Generative AI embedded inside every Fabric workload — author DAX, Spark, KQL, T-SQL, Dataflow M, semantic models, and Power BI reports through natural-language prompts. Tenant-controlled, identity-aware, and Purview-respecting.

GACross-workload· 7 min read

What it is

Copilot in Fabric is the embedded AI assistant across every workload. It generates code (DAX measures, Spark notebooks, KQL queries, T-SQL stored procedures, M expressions), summaries (notebook narration, dashboard insights), and structure (semantic model relationships, report layouts). It runs under your identity, respects your permissions, and uses the data you can already access.

Where it shows up

  • Power BI — generate visuals, DAX measures, and narratives from a model
  • Notebooks — code generation in Python, Spark SQL, and KQL
  • Warehouse — T-SQL generation and rewrites
  • Data Factory — pipeline activity suggestions, Dataflow M generation
  • KQL queryset / Real-Time Dashboard — KQL generation
  • Data Agents — the Copilot framework that powers conversational answers

Tenant governance

Copilot has tenant- and capacity-level controls. The platform admin chooses which workspaces, users, or capacities can use Copilot. Cross-geo processing settings determine where prompts and responses are processed — important for regulated industries. Always review:

  • Enable / disable per workload, per workspace
  • Cross-geo processing and storing
  • Tenant-level data exclusion lists
  • Purview integration for audit logs of Copilot interactions

Prompt patterns that work

  • Be specific about the dataset. "Write a DAX measure for YoY revenue using the Sales table and the Date dimension" beats "do YoY."
==============================
Work order A
Can you return, word for word, the part of the Copilot in Fabric excerpt that opens with the words containing "Generative AI embedded" and closes with "can already access."?
Work order B
Can you take the Copilot in Fabric excerpt further, picking up right after its last sentence?
The data after this point comes from a different source than the Copilot in Fabric excerpt.
==============================
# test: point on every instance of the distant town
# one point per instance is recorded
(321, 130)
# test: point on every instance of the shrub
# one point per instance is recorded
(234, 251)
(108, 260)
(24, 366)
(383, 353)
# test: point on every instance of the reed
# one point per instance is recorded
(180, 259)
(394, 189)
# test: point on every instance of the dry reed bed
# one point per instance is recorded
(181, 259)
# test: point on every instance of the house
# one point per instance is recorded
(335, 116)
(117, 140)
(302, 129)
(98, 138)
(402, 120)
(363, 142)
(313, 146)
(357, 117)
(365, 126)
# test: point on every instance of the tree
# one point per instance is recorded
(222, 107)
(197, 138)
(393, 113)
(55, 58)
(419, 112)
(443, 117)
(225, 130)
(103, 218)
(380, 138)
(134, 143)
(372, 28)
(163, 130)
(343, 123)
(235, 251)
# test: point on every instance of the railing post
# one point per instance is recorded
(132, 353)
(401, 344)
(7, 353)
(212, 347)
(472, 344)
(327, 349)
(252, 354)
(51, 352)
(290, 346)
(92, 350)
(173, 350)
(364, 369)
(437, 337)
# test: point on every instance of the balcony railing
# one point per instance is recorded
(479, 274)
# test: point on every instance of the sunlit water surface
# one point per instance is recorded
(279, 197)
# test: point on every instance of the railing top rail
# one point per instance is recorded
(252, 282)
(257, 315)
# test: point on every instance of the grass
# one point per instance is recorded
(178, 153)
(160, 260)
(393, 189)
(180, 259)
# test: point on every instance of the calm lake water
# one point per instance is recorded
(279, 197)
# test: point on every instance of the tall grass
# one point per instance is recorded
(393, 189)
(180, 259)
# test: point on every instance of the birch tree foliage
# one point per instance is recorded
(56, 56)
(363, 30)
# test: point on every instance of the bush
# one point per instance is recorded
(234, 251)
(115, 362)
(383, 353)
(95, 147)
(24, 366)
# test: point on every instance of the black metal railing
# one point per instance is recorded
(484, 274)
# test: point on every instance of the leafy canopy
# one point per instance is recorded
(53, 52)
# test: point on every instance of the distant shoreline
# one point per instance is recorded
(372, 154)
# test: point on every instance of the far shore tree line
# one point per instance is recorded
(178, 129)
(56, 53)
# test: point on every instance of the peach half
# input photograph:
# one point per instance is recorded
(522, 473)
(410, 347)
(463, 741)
==============================
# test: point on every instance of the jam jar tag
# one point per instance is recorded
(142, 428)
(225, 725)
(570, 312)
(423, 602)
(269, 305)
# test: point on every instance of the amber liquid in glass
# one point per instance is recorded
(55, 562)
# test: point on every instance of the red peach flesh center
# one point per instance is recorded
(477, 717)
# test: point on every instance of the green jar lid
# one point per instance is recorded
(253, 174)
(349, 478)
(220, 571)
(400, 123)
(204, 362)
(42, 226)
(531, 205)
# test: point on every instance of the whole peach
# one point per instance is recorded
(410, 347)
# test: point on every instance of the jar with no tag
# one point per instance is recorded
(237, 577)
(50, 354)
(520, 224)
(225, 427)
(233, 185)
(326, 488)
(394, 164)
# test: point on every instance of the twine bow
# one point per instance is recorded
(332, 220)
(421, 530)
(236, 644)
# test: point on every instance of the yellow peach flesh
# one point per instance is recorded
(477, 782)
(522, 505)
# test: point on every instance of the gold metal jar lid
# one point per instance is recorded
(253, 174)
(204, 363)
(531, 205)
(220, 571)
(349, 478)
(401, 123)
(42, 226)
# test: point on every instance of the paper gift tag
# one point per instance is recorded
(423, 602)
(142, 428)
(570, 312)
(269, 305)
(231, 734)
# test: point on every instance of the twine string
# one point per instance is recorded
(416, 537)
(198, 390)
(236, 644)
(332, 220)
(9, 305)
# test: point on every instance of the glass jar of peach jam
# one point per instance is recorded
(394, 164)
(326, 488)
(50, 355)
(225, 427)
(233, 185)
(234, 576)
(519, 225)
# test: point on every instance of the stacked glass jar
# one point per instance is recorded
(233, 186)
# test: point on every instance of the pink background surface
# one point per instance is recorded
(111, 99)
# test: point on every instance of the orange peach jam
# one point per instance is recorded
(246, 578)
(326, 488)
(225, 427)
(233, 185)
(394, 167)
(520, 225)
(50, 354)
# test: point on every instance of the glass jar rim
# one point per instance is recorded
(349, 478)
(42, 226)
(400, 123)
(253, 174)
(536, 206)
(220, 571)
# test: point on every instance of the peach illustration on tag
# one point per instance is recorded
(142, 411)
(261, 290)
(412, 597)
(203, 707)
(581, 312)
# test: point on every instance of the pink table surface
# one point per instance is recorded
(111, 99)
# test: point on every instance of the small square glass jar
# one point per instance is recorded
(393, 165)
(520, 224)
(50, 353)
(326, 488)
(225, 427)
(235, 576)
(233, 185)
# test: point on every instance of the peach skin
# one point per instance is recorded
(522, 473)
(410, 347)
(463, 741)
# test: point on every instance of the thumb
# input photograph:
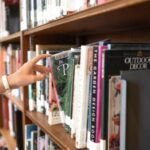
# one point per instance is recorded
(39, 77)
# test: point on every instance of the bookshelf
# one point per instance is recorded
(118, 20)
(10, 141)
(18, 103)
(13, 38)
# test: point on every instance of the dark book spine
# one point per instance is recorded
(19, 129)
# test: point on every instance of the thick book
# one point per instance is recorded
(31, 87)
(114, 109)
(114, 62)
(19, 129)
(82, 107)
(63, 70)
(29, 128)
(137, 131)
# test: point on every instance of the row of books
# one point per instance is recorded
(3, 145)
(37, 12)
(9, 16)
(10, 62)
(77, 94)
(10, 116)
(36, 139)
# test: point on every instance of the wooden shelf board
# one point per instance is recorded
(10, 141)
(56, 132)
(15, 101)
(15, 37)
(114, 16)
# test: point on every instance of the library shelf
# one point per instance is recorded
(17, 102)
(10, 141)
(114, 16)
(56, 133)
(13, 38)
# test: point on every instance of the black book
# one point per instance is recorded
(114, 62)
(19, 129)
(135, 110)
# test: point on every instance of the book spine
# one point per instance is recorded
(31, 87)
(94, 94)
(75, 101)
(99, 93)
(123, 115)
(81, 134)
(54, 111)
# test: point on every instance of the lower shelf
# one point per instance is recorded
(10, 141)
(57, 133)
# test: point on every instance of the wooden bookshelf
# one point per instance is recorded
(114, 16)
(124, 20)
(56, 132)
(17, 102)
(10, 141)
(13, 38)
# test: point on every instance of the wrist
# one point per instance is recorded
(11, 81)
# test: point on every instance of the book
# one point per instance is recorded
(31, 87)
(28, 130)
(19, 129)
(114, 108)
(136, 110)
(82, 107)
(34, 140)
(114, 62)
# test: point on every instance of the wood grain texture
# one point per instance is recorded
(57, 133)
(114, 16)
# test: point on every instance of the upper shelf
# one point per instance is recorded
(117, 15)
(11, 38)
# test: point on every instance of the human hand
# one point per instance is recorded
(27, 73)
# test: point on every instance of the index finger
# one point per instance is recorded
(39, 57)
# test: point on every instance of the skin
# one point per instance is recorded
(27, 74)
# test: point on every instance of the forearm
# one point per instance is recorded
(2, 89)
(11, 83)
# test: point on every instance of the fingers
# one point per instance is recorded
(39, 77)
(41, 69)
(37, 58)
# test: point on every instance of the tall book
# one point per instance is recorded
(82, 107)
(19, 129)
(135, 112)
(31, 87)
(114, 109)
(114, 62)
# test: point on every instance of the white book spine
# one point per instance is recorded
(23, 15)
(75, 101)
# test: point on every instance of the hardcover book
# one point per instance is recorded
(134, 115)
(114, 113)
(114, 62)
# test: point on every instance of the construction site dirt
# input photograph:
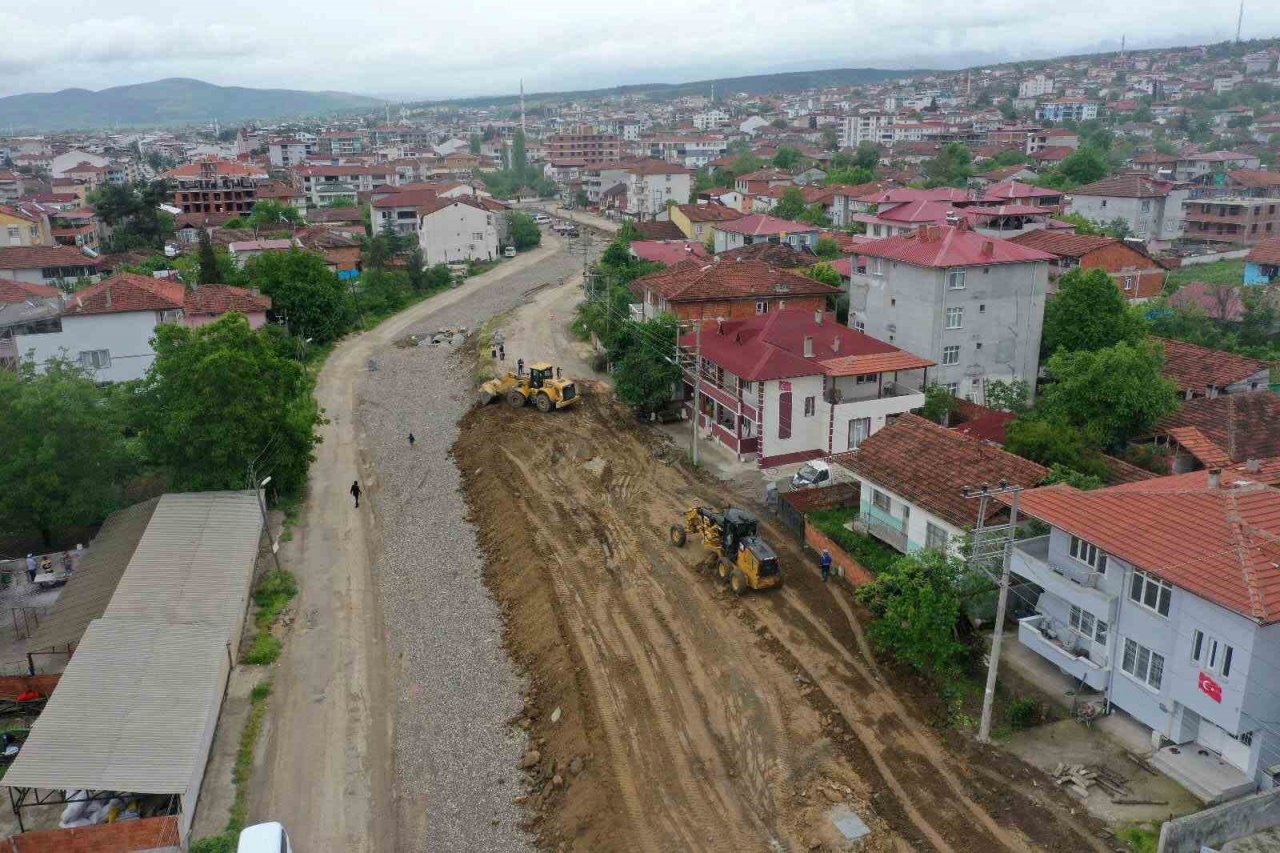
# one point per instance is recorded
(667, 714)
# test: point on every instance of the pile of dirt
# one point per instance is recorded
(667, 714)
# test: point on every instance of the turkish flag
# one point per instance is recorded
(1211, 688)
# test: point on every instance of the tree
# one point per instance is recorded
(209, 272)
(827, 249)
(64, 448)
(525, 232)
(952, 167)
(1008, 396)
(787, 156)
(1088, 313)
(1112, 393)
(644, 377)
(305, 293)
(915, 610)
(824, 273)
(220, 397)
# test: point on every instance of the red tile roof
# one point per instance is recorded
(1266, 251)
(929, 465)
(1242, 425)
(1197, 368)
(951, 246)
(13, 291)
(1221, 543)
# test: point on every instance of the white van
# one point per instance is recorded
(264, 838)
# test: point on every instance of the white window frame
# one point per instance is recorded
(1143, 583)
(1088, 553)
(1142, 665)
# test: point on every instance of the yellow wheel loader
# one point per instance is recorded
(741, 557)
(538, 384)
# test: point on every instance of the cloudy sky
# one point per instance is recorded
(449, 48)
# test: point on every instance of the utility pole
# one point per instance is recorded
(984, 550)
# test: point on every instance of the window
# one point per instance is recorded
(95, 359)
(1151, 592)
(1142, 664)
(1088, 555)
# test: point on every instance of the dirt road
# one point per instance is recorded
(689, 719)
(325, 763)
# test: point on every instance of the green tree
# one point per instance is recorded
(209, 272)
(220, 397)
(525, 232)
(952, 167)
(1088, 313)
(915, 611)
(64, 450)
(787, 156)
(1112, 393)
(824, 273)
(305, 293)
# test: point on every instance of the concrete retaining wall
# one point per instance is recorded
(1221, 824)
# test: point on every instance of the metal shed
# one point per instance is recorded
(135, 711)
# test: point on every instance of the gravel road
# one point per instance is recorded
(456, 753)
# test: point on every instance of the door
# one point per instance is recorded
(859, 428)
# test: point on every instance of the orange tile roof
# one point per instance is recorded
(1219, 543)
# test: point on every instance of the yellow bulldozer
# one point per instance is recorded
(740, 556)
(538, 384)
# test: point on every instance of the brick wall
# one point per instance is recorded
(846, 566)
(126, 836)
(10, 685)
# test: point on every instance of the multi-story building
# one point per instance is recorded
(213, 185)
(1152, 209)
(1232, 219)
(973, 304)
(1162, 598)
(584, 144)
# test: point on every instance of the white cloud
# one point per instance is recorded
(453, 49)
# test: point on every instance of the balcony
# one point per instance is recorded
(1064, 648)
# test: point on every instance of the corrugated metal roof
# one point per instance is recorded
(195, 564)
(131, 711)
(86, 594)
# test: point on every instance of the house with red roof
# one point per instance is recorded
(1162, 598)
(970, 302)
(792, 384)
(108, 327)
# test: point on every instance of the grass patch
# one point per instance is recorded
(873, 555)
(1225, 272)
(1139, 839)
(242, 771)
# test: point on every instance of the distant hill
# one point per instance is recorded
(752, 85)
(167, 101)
==============================
Output A
Generative AI embedded inside every Fabric workload — author DAX, Spark, KQL, T-SQL, Dataflow M, semantic models, and Power BI reports through natural-language prompts. Tenant-controlled, identity-aware, and Purview-respecting.

GACross-workload· 7 min read

What it is

Copilot in Fabric is the embedded AI assistant across every workload. It generates code (DAX measures, Spark notebooks, KQL queries, T-SQL stored procedures, M expressions), summaries (notebook narration, dashboard insights), and structure (semantic model relationships, report layouts). It runs under your identity, respects your permissions, and uses the data you can already access.

Output B
  • Show shape, not just intent. Paste a sample of the source schema or a few rows of data.
  • Ask for explanations. "Then explain what you did" — accelerates your learning and catches errors.
  • Iterate. The first response is rarely the final answer. Critique it; Copilot refines.

Best practices

  • Always review generated code. Copilot is a productivity tool, not a substitute for the engineer.
  • Adopt patterns, not snippets. If Copilot keeps generating a useful template, save it as a notebook template or Tabular Editor script.
  • Use Copilot to learn KQL. Excellent for translating SQL intent into idiomatic KQL.
  • Don't paste sensitive data in prompts. Even with tenant controls, treat prompts the same way you'd treat a Teams message — assume it's logged.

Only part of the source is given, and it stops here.